### INSTRUCTIONS
A: In the Bible-reading passage, can you condense the paragraph that begins "Yet another surprise is that the Bible does not flatter us" into a short bulleted list that keeps its main points?
B: How would you render this sentence from the Bible-reading passage in Spanish: "It is not trying to sell us anything that promises to make life easier."
C: Reproduce the Bible-reading passage word for word, beginning at the words "It is not a" and stopping after "joy—the God-saved world.".

*** PAGE EXTRACT ***

It is not a dream world in which everything works out according to our adolescent expectations—there is pain and poverty and abuse at which we cry out in indignation, “You can’t let this happen!” For most of us it takes years and years and years to exchange our dream world for this real world of grace and mercy, sacrifice and love, freedom and joy—the God-saved world.

Yet another surprise is that the Bible does not flatter us. It is not trying to sell us anything that promises to make life easier. It doesn’t offer secrets to what we often think of as prosperity or pleasure or high adventure. The reality that comes into focus as we read the Bible has to do with what God is doing in a saving love that includes us and everything we do. This is quite different from what our sin-stunted and culture-cluttered minds imagined. But our Bible reading does not give us access to a mail-order catalog of idols from which we can pick and choose to satisfy our fantasies. The Bible begins with God speaking creation and us into being. It continues with God entering into personalized and complex relationships with us, helping and blessing us, teaching and training us, correcting and disciplining us, loving and saving us. This is not an escape from reality but a plunge into more reality—a sacrificial but altogether better life all the way.

*** MATERIAL PROVIDED ***

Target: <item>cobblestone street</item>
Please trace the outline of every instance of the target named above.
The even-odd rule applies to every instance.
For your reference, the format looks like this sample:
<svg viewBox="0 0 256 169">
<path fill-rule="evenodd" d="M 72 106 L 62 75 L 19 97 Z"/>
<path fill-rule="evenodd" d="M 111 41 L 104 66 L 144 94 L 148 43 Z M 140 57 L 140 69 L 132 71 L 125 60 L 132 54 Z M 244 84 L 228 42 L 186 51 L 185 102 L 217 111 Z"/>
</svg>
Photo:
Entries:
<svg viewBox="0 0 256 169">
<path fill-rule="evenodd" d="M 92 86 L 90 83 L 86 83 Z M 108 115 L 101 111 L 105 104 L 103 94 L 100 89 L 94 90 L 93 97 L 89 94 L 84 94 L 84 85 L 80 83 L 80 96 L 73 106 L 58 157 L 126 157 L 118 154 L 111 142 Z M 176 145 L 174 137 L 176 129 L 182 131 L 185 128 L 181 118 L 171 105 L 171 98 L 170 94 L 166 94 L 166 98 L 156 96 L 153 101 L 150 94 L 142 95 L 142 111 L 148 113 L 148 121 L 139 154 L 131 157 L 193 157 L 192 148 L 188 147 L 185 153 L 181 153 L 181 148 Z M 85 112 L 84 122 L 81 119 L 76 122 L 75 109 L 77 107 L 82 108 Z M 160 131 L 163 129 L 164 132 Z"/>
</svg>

***

### EXPECTED ANSWERS
A:
- The Bible doesn't flatter readers or try to sell anything that promises an easier life.
- It offers no secrets to prosperity, pleasure, or high adventure.
- What it brings into focus is God's saving love, which includes us and everything we do.
- That differs from what our sin-stunted, culture-cluttered minds imagined. It is no catalog of idols for satisfying fantasies.
- It begins with God speaking creation and us into being.
- It continues with God in personal, complex relationships with us: helping, blessing, teaching, training, correcting, disciplining, loving, and saving us.
- This is a plunge into more reality, not an escape from it: a sacrificial but altogether better life.

B: No intenta vendernos nada que prometa hacer la vida más fácil.

C:
It is not a dream world in which everything works out according to our adolescent expectations—there is pain and poverty and abuse at which we cry out in indignation, “You can’t let this happen!” For most of us it takes years and years and years to exchange our dream world for this real world of grace and mercy, sacrifice and love, freedom and joy—the God-saved world.